── DATA EXCERPTS ──

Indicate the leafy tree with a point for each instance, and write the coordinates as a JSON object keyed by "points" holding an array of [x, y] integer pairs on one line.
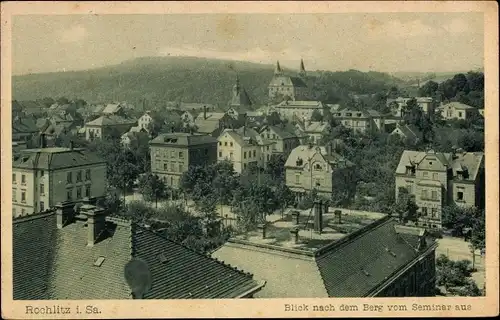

───
── DATA EXCERPTS ──

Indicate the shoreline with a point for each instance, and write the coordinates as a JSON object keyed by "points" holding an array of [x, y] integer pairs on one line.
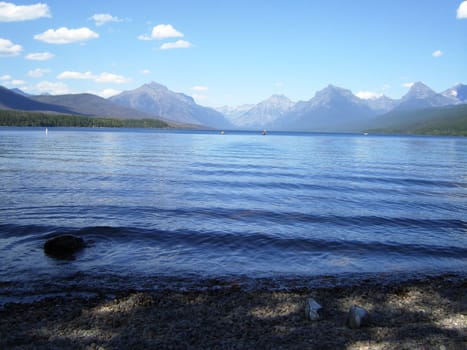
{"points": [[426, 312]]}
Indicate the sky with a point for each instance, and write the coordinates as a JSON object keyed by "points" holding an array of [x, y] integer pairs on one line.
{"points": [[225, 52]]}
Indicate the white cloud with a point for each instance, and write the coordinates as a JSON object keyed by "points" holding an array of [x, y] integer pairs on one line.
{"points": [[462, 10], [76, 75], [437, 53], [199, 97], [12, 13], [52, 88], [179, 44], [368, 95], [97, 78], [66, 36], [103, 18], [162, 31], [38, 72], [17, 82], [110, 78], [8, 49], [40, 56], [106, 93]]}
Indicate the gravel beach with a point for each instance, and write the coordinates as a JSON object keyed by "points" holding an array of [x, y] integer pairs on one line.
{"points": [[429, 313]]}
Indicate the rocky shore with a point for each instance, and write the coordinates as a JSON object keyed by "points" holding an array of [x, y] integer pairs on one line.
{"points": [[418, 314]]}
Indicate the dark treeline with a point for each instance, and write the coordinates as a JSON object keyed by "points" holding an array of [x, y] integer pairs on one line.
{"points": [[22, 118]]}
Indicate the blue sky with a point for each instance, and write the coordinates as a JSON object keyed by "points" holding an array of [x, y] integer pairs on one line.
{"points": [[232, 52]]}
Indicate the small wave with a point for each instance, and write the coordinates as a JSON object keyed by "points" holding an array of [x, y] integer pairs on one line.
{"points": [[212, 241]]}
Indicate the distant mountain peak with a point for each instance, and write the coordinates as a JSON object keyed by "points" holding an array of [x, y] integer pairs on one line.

───
── DATA EXCERPTS ──

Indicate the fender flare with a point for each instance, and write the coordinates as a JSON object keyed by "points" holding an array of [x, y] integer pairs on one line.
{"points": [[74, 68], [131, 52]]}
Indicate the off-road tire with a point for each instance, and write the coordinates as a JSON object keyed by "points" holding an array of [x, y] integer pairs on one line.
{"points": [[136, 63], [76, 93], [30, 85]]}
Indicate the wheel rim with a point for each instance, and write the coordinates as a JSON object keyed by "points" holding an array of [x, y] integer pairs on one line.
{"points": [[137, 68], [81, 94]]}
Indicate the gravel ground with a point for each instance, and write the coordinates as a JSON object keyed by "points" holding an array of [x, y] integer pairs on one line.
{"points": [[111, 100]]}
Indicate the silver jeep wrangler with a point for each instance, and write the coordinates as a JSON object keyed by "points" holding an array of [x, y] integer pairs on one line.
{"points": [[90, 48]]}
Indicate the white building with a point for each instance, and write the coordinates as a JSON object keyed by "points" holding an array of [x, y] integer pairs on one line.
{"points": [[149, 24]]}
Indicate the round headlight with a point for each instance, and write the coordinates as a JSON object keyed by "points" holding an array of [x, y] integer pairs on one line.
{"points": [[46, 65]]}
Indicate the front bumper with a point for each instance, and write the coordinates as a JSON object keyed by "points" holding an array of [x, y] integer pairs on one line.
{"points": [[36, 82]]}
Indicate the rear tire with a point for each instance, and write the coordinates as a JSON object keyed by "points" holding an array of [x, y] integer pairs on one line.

───

AIM OF THE EXERCISE —
Would you quote everything above from the line containing "Indicate the round" down to the line containing "Indicate the rear"? Include both of those lines and nothing else.

WRITTEN SOLUTION —
Indicate the round headlight with a point for each instance, and write the coordinates as a JSON object keyed by "points" holding an array of [x, y] integer pairs on one line.
{"points": [[46, 65]]}
Indicate the front bumper with a point for each instance, and write the coordinates as a JSON object keyed by "points" holding an array of [x, y] integer pairs on one line.
{"points": [[36, 82]]}
Indicate the rear tire with a point for each instance, and write the coordinates as a JSON object keyed by "points" holding an array of [x, y] integer pairs on one line.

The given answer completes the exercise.